[Data items]
..............................
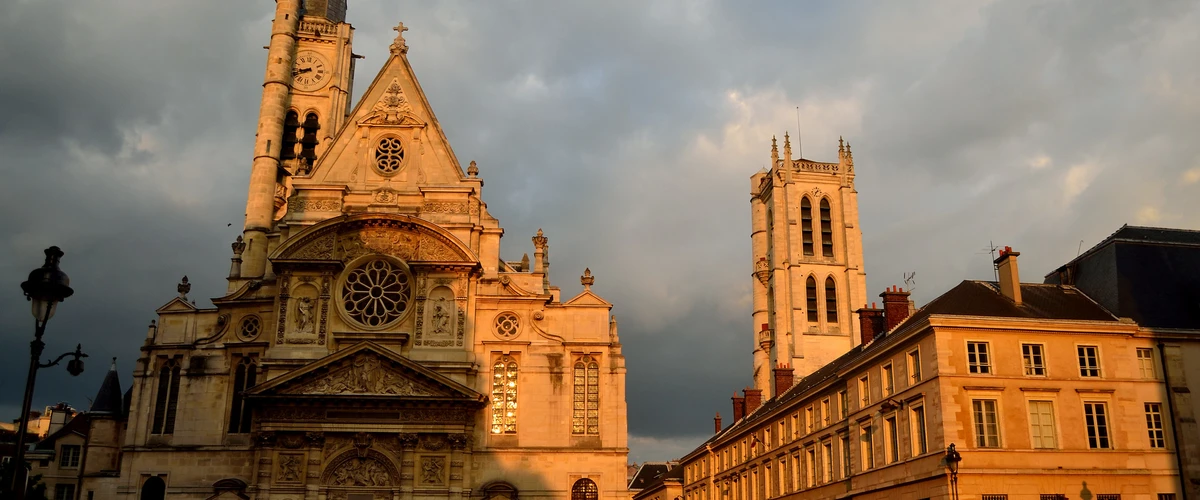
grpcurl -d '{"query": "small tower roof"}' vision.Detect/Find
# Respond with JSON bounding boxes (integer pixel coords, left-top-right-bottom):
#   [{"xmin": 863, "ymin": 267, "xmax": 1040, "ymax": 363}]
[{"xmin": 90, "ymin": 357, "xmax": 125, "ymax": 415}]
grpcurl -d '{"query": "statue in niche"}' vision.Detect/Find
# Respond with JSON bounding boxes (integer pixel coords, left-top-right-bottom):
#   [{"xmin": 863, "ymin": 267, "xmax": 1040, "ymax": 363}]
[
  {"xmin": 296, "ymin": 297, "xmax": 313, "ymax": 333},
  {"xmin": 433, "ymin": 297, "xmax": 450, "ymax": 333}
]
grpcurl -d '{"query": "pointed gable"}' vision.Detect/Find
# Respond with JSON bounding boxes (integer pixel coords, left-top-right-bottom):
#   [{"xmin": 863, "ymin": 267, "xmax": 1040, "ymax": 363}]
[{"xmin": 247, "ymin": 342, "xmax": 486, "ymax": 403}]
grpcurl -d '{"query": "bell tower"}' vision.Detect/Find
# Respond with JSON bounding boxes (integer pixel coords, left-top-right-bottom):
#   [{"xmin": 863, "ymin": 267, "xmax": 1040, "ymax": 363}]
[
  {"xmin": 242, "ymin": 0, "xmax": 356, "ymax": 278},
  {"xmin": 750, "ymin": 133, "xmax": 866, "ymax": 394}
]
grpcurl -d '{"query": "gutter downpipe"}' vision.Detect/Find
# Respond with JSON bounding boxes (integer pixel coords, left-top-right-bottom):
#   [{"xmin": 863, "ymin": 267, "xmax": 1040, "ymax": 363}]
[{"xmin": 1158, "ymin": 341, "xmax": 1188, "ymax": 500}]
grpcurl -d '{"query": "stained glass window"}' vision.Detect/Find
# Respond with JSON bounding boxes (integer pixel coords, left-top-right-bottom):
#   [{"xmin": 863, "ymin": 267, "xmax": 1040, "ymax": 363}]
[
  {"xmin": 571, "ymin": 356, "xmax": 600, "ymax": 434},
  {"xmin": 492, "ymin": 356, "xmax": 517, "ymax": 434}
]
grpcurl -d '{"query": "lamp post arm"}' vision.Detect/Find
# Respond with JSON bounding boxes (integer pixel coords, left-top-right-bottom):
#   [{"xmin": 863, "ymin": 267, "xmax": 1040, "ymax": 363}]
[{"xmin": 37, "ymin": 344, "xmax": 88, "ymax": 368}]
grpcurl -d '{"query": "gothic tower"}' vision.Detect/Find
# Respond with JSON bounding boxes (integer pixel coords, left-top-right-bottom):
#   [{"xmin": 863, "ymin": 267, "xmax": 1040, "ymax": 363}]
[{"xmin": 750, "ymin": 133, "xmax": 866, "ymax": 394}]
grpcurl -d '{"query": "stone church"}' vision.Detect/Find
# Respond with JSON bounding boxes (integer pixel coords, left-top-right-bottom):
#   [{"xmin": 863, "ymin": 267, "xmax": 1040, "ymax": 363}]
[{"xmin": 80, "ymin": 0, "xmax": 628, "ymax": 500}]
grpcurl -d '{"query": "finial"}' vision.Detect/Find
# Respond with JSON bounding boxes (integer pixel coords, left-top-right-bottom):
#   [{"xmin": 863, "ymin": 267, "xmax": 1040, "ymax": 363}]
[
  {"xmin": 533, "ymin": 228, "xmax": 550, "ymax": 249},
  {"xmin": 389, "ymin": 23, "xmax": 408, "ymax": 54},
  {"xmin": 175, "ymin": 276, "xmax": 192, "ymax": 299}
]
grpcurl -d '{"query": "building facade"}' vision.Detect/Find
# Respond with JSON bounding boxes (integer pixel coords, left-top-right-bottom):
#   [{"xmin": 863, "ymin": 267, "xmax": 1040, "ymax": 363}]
[
  {"xmin": 680, "ymin": 252, "xmax": 1182, "ymax": 500},
  {"xmin": 75, "ymin": 0, "xmax": 629, "ymax": 500},
  {"xmin": 750, "ymin": 133, "xmax": 866, "ymax": 393}
]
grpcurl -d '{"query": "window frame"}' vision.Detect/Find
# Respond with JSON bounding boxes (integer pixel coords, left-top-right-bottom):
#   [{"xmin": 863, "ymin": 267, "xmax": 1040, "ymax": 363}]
[{"xmin": 966, "ymin": 339, "xmax": 995, "ymax": 375}]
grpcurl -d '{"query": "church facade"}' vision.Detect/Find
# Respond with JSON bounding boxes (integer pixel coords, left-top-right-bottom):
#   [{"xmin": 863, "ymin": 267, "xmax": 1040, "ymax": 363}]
[{"xmin": 80, "ymin": 0, "xmax": 628, "ymax": 500}]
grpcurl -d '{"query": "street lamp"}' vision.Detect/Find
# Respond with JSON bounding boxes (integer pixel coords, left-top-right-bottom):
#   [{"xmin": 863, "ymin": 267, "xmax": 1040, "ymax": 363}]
[
  {"xmin": 946, "ymin": 442, "xmax": 962, "ymax": 500},
  {"xmin": 10, "ymin": 247, "xmax": 88, "ymax": 500}
]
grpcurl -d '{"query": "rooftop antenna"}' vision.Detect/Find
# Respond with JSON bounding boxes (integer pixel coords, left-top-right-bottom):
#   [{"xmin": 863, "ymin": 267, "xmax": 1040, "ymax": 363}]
[
  {"xmin": 984, "ymin": 240, "xmax": 1000, "ymax": 282},
  {"xmin": 796, "ymin": 106, "xmax": 804, "ymax": 159}
]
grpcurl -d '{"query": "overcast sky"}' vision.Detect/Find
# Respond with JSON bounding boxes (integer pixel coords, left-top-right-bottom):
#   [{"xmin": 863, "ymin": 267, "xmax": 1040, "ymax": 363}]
[{"xmin": 0, "ymin": 0, "xmax": 1200, "ymax": 462}]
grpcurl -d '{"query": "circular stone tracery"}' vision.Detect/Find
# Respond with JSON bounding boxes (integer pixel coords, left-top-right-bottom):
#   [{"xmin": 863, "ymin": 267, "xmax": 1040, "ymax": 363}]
[
  {"xmin": 342, "ymin": 259, "xmax": 413, "ymax": 327},
  {"xmin": 376, "ymin": 135, "xmax": 404, "ymax": 175}
]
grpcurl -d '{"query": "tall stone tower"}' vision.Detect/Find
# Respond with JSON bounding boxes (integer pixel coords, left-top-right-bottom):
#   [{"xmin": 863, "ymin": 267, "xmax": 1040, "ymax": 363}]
[{"xmin": 750, "ymin": 133, "xmax": 866, "ymax": 394}]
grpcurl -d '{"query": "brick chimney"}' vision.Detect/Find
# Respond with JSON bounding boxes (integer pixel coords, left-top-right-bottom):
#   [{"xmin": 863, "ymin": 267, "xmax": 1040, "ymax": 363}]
[
  {"xmin": 742, "ymin": 387, "xmax": 762, "ymax": 415},
  {"xmin": 876, "ymin": 285, "xmax": 908, "ymax": 333},
  {"xmin": 996, "ymin": 247, "xmax": 1021, "ymax": 306},
  {"xmin": 856, "ymin": 302, "xmax": 887, "ymax": 344},
  {"xmin": 730, "ymin": 391, "xmax": 746, "ymax": 423},
  {"xmin": 773, "ymin": 363, "xmax": 796, "ymax": 397}
]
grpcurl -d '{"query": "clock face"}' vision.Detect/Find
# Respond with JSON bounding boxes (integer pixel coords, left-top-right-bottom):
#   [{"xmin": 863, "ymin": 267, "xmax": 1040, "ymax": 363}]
[{"xmin": 292, "ymin": 50, "xmax": 332, "ymax": 90}]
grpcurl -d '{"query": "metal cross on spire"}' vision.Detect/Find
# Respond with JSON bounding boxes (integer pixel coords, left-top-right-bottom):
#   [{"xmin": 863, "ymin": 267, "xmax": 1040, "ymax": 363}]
[{"xmin": 390, "ymin": 23, "xmax": 408, "ymax": 54}]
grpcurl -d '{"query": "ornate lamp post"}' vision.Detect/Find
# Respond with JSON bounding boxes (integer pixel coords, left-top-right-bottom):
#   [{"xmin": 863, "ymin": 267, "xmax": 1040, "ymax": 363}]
[
  {"xmin": 946, "ymin": 442, "xmax": 962, "ymax": 500},
  {"xmin": 10, "ymin": 247, "xmax": 88, "ymax": 500}
]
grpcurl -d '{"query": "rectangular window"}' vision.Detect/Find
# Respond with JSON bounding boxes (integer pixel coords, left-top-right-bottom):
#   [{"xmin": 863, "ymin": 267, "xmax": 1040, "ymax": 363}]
[
  {"xmin": 838, "ymin": 434, "xmax": 852, "ymax": 478},
  {"xmin": 804, "ymin": 448, "xmax": 817, "ymax": 487},
  {"xmin": 821, "ymin": 441, "xmax": 833, "ymax": 483},
  {"xmin": 1084, "ymin": 402, "xmax": 1112, "ymax": 450},
  {"xmin": 971, "ymin": 399, "xmax": 1000, "ymax": 448},
  {"xmin": 59, "ymin": 445, "xmax": 79, "ymax": 469},
  {"xmin": 1030, "ymin": 400, "xmax": 1058, "ymax": 450},
  {"xmin": 883, "ymin": 414, "xmax": 900, "ymax": 464},
  {"xmin": 1075, "ymin": 345, "xmax": 1100, "ymax": 376},
  {"xmin": 908, "ymin": 405, "xmax": 929, "ymax": 457},
  {"xmin": 967, "ymin": 342, "xmax": 991, "ymax": 373},
  {"xmin": 1138, "ymin": 348, "xmax": 1158, "ymax": 380},
  {"xmin": 1146, "ymin": 403, "xmax": 1166, "ymax": 448},
  {"xmin": 908, "ymin": 349, "xmax": 920, "ymax": 385},
  {"xmin": 859, "ymin": 426, "xmax": 875, "ymax": 470},
  {"xmin": 1021, "ymin": 344, "xmax": 1046, "ymax": 376}
]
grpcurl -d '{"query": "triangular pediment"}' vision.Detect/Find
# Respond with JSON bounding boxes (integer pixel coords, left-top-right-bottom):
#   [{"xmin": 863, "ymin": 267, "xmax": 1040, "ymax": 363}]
[
  {"xmin": 293, "ymin": 40, "xmax": 468, "ymax": 192},
  {"xmin": 563, "ymin": 289, "xmax": 612, "ymax": 308},
  {"xmin": 155, "ymin": 297, "xmax": 200, "ymax": 314},
  {"xmin": 247, "ymin": 342, "xmax": 485, "ymax": 402}
]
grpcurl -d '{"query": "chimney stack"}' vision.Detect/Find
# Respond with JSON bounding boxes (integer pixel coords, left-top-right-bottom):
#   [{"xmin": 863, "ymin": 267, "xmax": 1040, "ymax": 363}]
[
  {"xmin": 742, "ymin": 387, "xmax": 762, "ymax": 415},
  {"xmin": 774, "ymin": 363, "xmax": 796, "ymax": 398},
  {"xmin": 730, "ymin": 391, "xmax": 746, "ymax": 423},
  {"xmin": 857, "ymin": 302, "xmax": 887, "ymax": 344},
  {"xmin": 996, "ymin": 247, "xmax": 1021, "ymax": 306},
  {"xmin": 876, "ymin": 285, "xmax": 908, "ymax": 333}
]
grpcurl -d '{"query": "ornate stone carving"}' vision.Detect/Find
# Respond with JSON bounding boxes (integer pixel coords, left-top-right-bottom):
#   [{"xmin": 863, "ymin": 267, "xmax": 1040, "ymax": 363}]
[
  {"xmin": 421, "ymin": 457, "xmax": 446, "ymax": 486},
  {"xmin": 288, "ymin": 197, "xmax": 342, "ymax": 212},
  {"xmin": 421, "ymin": 434, "xmax": 446, "ymax": 451},
  {"xmin": 275, "ymin": 453, "xmax": 305, "ymax": 483},
  {"xmin": 288, "ymin": 354, "xmax": 442, "ymax": 396},
  {"xmin": 421, "ymin": 201, "xmax": 467, "ymax": 213}
]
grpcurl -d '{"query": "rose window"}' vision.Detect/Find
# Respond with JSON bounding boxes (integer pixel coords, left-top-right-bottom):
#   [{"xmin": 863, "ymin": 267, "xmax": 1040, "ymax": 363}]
[
  {"xmin": 376, "ymin": 135, "xmax": 404, "ymax": 174},
  {"xmin": 496, "ymin": 313, "xmax": 521, "ymax": 337},
  {"xmin": 342, "ymin": 256, "xmax": 413, "ymax": 327}
]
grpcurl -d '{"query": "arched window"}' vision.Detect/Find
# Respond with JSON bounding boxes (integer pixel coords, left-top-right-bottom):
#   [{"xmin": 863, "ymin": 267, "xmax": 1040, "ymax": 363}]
[
  {"xmin": 492, "ymin": 356, "xmax": 517, "ymax": 434},
  {"xmin": 804, "ymin": 276, "xmax": 818, "ymax": 323},
  {"xmin": 229, "ymin": 357, "xmax": 258, "ymax": 434},
  {"xmin": 821, "ymin": 198, "xmax": 833, "ymax": 257},
  {"xmin": 300, "ymin": 113, "xmax": 320, "ymax": 165},
  {"xmin": 150, "ymin": 360, "xmax": 180, "ymax": 434},
  {"xmin": 571, "ymin": 356, "xmax": 600, "ymax": 434},
  {"xmin": 571, "ymin": 477, "xmax": 600, "ymax": 500},
  {"xmin": 280, "ymin": 112, "xmax": 300, "ymax": 159},
  {"xmin": 138, "ymin": 476, "xmax": 167, "ymax": 500},
  {"xmin": 826, "ymin": 276, "xmax": 838, "ymax": 323},
  {"xmin": 800, "ymin": 197, "xmax": 814, "ymax": 255}
]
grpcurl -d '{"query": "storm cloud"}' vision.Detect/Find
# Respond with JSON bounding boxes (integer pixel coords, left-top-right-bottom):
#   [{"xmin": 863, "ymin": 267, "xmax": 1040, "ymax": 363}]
[{"xmin": 0, "ymin": 0, "xmax": 1200, "ymax": 462}]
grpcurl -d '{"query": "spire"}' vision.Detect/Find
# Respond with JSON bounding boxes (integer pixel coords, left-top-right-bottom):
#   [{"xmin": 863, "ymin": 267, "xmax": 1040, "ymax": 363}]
[{"xmin": 89, "ymin": 357, "xmax": 125, "ymax": 415}]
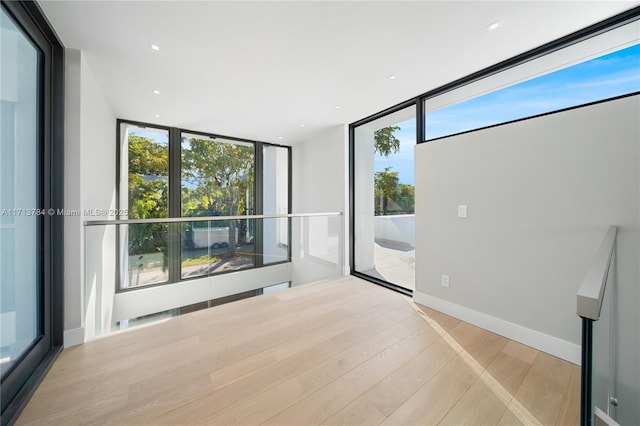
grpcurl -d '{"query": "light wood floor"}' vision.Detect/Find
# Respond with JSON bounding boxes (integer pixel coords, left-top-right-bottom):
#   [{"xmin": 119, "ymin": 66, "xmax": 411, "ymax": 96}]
[{"xmin": 18, "ymin": 277, "xmax": 580, "ymax": 425}]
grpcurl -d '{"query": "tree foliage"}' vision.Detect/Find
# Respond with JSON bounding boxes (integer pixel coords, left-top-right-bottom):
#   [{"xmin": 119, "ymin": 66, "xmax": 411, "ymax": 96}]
[
  {"xmin": 373, "ymin": 126, "xmax": 400, "ymax": 157},
  {"xmin": 374, "ymin": 167, "xmax": 415, "ymax": 216},
  {"xmin": 182, "ymin": 138, "xmax": 254, "ymax": 256},
  {"xmin": 128, "ymin": 135, "xmax": 169, "ymax": 256}
]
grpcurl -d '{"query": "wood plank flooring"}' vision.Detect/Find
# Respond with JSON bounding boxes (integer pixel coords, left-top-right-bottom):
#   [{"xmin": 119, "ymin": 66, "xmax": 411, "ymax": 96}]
[{"xmin": 17, "ymin": 277, "xmax": 580, "ymax": 425}]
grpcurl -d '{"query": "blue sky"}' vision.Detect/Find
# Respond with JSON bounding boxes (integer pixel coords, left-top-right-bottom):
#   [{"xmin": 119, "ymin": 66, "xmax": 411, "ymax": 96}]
[
  {"xmin": 427, "ymin": 44, "xmax": 640, "ymax": 139},
  {"xmin": 375, "ymin": 44, "xmax": 640, "ymax": 185},
  {"xmin": 129, "ymin": 44, "xmax": 640, "ymax": 189}
]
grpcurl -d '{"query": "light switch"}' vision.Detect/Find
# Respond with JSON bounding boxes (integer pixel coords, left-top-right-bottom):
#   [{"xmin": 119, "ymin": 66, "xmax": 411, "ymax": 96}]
[{"xmin": 440, "ymin": 274, "xmax": 449, "ymax": 288}]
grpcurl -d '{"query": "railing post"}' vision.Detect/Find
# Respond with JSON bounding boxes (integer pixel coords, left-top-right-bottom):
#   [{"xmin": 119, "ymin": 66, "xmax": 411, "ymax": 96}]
[{"xmin": 580, "ymin": 317, "xmax": 593, "ymax": 426}]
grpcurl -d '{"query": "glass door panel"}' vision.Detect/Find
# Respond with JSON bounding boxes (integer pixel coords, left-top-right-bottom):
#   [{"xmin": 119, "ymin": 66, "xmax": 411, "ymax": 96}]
[
  {"xmin": 0, "ymin": 5, "xmax": 42, "ymax": 380},
  {"xmin": 353, "ymin": 105, "xmax": 416, "ymax": 290}
]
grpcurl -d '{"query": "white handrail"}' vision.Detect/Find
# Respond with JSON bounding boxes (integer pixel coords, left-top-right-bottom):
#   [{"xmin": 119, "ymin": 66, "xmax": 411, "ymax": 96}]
[
  {"xmin": 578, "ymin": 225, "xmax": 618, "ymax": 321},
  {"xmin": 84, "ymin": 212, "xmax": 342, "ymax": 226}
]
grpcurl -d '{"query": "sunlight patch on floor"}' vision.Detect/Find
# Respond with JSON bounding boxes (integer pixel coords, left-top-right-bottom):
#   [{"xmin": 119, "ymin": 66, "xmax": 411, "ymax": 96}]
[{"xmin": 405, "ymin": 297, "xmax": 542, "ymax": 426}]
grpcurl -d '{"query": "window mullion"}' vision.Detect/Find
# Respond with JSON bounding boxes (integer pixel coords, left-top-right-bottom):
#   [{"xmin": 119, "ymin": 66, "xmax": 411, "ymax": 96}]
[{"xmin": 167, "ymin": 127, "xmax": 182, "ymax": 283}]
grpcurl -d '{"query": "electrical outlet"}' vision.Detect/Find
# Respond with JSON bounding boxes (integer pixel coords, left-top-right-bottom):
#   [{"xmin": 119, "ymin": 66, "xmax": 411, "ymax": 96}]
[{"xmin": 440, "ymin": 274, "xmax": 449, "ymax": 288}]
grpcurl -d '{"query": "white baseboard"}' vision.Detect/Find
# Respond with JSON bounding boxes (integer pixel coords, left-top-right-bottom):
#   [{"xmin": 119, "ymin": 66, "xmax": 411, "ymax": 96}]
[
  {"xmin": 413, "ymin": 291, "xmax": 581, "ymax": 365},
  {"xmin": 63, "ymin": 327, "xmax": 84, "ymax": 348}
]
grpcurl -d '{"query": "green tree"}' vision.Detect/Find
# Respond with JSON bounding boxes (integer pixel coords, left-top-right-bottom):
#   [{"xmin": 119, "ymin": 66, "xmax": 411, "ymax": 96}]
[
  {"xmin": 373, "ymin": 126, "xmax": 400, "ymax": 157},
  {"xmin": 182, "ymin": 138, "xmax": 254, "ymax": 256},
  {"xmin": 128, "ymin": 135, "xmax": 169, "ymax": 219},
  {"xmin": 128, "ymin": 134, "xmax": 169, "ymax": 258},
  {"xmin": 374, "ymin": 167, "xmax": 415, "ymax": 215}
]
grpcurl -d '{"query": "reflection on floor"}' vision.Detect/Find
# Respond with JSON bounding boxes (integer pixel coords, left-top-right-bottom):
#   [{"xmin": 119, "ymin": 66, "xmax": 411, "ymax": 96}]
[
  {"xmin": 363, "ymin": 241, "xmax": 416, "ymax": 291},
  {"xmin": 17, "ymin": 277, "xmax": 580, "ymax": 425}
]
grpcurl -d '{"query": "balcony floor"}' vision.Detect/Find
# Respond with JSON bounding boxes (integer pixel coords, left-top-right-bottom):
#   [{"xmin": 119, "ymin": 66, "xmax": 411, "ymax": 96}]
[{"xmin": 17, "ymin": 277, "xmax": 580, "ymax": 425}]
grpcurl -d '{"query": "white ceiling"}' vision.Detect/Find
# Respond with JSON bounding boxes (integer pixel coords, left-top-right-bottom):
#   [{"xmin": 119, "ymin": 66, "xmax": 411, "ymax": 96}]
[{"xmin": 40, "ymin": 1, "xmax": 639, "ymax": 144}]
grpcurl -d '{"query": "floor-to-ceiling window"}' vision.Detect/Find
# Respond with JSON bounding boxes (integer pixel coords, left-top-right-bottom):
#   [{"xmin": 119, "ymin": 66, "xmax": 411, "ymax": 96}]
[
  {"xmin": 0, "ymin": 2, "xmax": 62, "ymax": 424},
  {"xmin": 118, "ymin": 120, "xmax": 291, "ymax": 290},
  {"xmin": 352, "ymin": 104, "xmax": 416, "ymax": 290}
]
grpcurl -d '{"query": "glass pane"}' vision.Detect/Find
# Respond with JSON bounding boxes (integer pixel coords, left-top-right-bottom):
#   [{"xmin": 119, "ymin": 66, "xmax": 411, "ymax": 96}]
[
  {"xmin": 0, "ymin": 6, "xmax": 45, "ymax": 379},
  {"xmin": 425, "ymin": 44, "xmax": 640, "ymax": 140},
  {"xmin": 262, "ymin": 145, "xmax": 290, "ymax": 265},
  {"xmin": 354, "ymin": 106, "xmax": 416, "ymax": 290},
  {"xmin": 181, "ymin": 134, "xmax": 255, "ymax": 278},
  {"xmin": 120, "ymin": 124, "xmax": 169, "ymax": 288}
]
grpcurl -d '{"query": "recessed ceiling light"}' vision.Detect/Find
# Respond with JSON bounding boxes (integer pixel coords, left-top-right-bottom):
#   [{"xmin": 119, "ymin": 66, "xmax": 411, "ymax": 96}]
[{"xmin": 487, "ymin": 21, "xmax": 502, "ymax": 32}]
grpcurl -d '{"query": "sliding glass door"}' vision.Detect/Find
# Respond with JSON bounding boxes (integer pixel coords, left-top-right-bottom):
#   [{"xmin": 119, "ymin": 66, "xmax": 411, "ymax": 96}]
[
  {"xmin": 351, "ymin": 104, "xmax": 416, "ymax": 291},
  {"xmin": 0, "ymin": 2, "xmax": 62, "ymax": 423}
]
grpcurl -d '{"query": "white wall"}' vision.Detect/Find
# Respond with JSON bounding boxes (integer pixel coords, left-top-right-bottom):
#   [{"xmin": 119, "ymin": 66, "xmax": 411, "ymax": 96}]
..............................
*Required work*.
Which lines in the material above contain the word "window"? Copy each of them.

*Solved problem*.
grpcurl -d '{"query": "stained glass window"}' vision.Detect/Find
grpcurl -d '{"query": "window frame"}' vision.Detect/Find
grpcurl -d '{"query": "rectangular window"}' vision.Detect/Find
grpcurl -d '{"query": "rose window"}' vision.Detect/Find
grpcurl -d '{"query": "arched window"}' vision.Detect/Find
grpcurl -d '{"query": "window mullion"}' vision.Detect/Find
grpcurl -d '{"query": "floor-to-ceiling window"}' vision.Detect/Find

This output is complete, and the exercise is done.